─── Texto de lectura ───

Incluso yo mismo estoy preocupado. Igual un día paso por allí con el curricán en el agua, y me sale una patrullera llanita a decirme oiga usté. Y yo, sabiéndome respaldado por un Gobierno bravo y con casta, me subo a la cruceta y les digo iros a hacer puñetas y esto para la reina, y ellos se ponen flamencos y me piden los papeles, y yo me abalanzo a la radio y digo mayday, mayday, a mí la Legión, y el ministro Matutes en persona manda a la corbeta Vencedora, que para eso están las corbetas, a defender mi derecho a echar el curricán donde me salga de los cojones. Pero entonces lord Flanagan y su puta madre piden en el Parlamento que manden la HMS Surprise y toda la flota de Su Majestad, y liamos la de Trafalgar en postmoderno. Así que ojo. Cuando se tienen jabatos como el ministro Matutes, estas cosas se sabe cómo empiezan, pero no cómo acaban.

Uno, en su modestia, recomendaría a Exteriores que, si de verdad quiere fastidiar a Caruana y su panda de golfos, en vez de registrarles los coches a los turistas y montar numeritos con los picoletos de la aduana y seguir haciendo públicamente el payaso, les diera un toque a los intereses británicos que, en suelo español y con la complicidad y el compadreo de empresarios españoles, controlan la Costa del Sol con urbanizaciones de lujo, campos de golf, puertos deportivos y demás: auténtico sistema neocolonial con oficina en Gibraltar y la vivienda y todas las ventajas y todo el lujazo en España, donde invierten su pasta, y tienen sus Casas, y pasan el fin de semana los ministros y gobernantes gibraltareños, por el morro. Ésos sí que son intereses británicos de verdad, vulnerables porque donde está el dinero es donde duele. Apretar las tuercas ahí, y no a los infelices que cruzan la verja, sí que fastidiaría a mis primos del Peñón, y a los de Londres. Pero en ese puchero no sólo mojan ingleses, así que cuidadín. Casa cosa es cada cosa.

En cuanto a los intereses generales, a los que el ministro se refería para justificar las colas en la frontera y la pérdida de empleo de los trabajadores españoles, alguien debería recordar que los sucesivos gobiernos de España se han venido pasando los intereses de los habitantes de la zona por el forro de los huevos, convirtiendo La Línea y el campo de Gibraltar, después de mucha mojarra y mucho cinismo, en un lugar de abandono y miseria donde la gente ha tenido que montárselo como Dios o el contrabando le han dado a entender. Y que ahora la colonia británica, el turismo que genera, su actividad comercial y picaresca pirata y desprovista de vergüenza, son el único recurso económico solvente. Los españoles de allí no tienen otro remedio que vivir de Gibraltar, haciéndoles de camareros y de albañiles y de tenderos a los llanitos y a los ingleses. Así que van listos, si son el ministro Matutes y su Gobierno los que ahora se comprometen a darles de comer. Como decía el chiste: Virgencita, Virgencita, que me quede como estoy.

─── Datos ───

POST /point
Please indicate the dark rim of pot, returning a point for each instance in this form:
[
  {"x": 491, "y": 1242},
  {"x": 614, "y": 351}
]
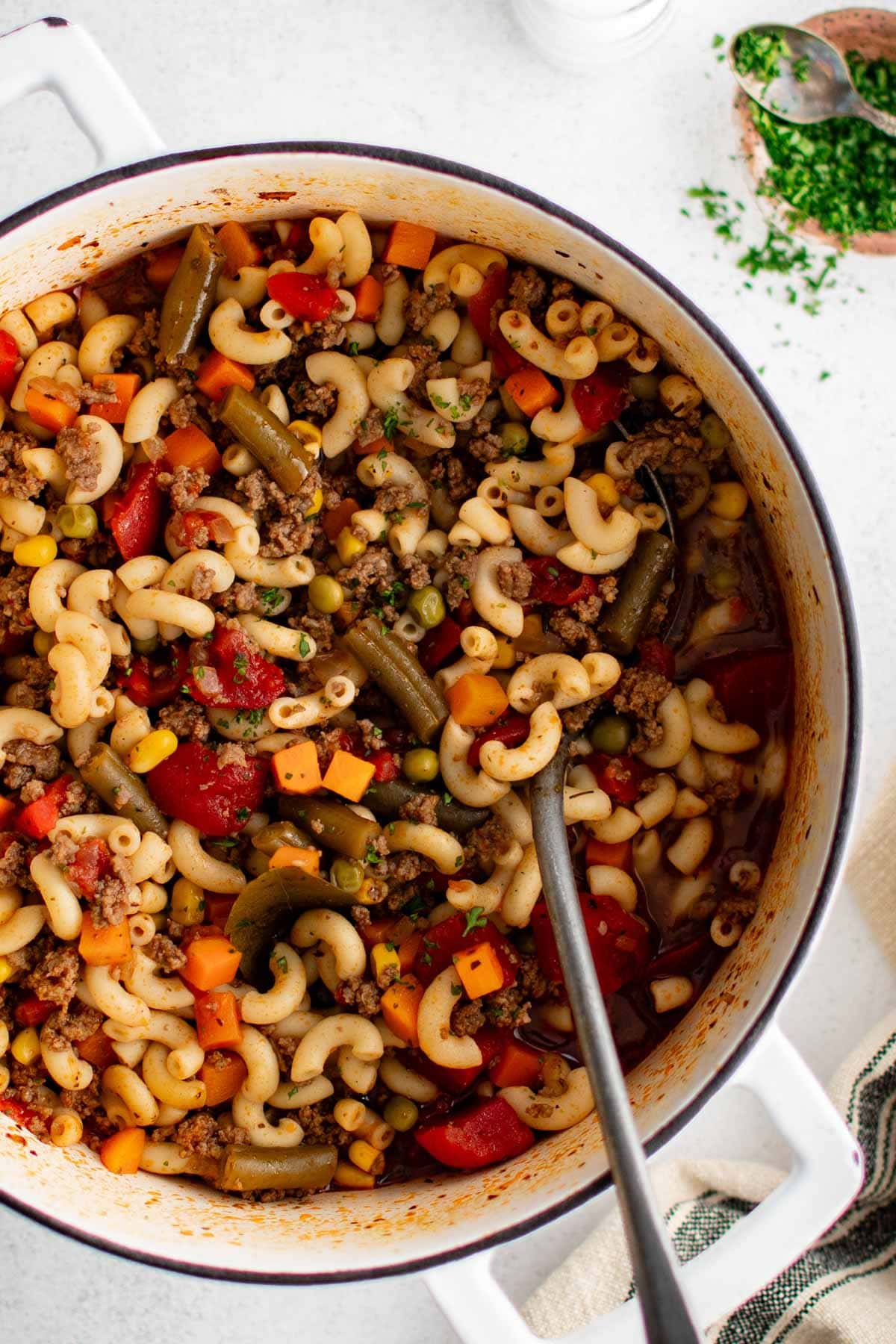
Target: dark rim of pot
[{"x": 410, "y": 159}]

───

> **Tareas a realizar**:
1/ En el texto sobre Gibraltar, ¿qué corbeta mandaría el ministro Matutes en persona para defender el derecho a echar el curricán?
2/ Retoma el texto sobre Gibraltar y continúalo a partir de su última oración.
Los ítems no guardan ninguna relación con el texto sobre Gibraltar.

> **Respuestas**:
1/ La corbeta Vencedora.

2/
21 de marzo de 1999

domingo, 14 de marzo de 1999

3000 años no es nada


He tardado un poco en reaccionar, porque todavía estoy patedefuá. Me froto los ojos, me echo agua fría en el careto, y sigo atónito. No sé si recuerdan ustedes que, hace unas semanas, tres tenores del nacionalismo auténtico y periférico, único homologado, pidieron la abolición del Ministerio de Cultura, basándose en la afirmación, literal como la letra misma, de que «España no tiene una cultura». Eso lo dijeron asín, o sea, sin temblarles el pulso ni la voz ni nada. Y luego se hicieron una foto.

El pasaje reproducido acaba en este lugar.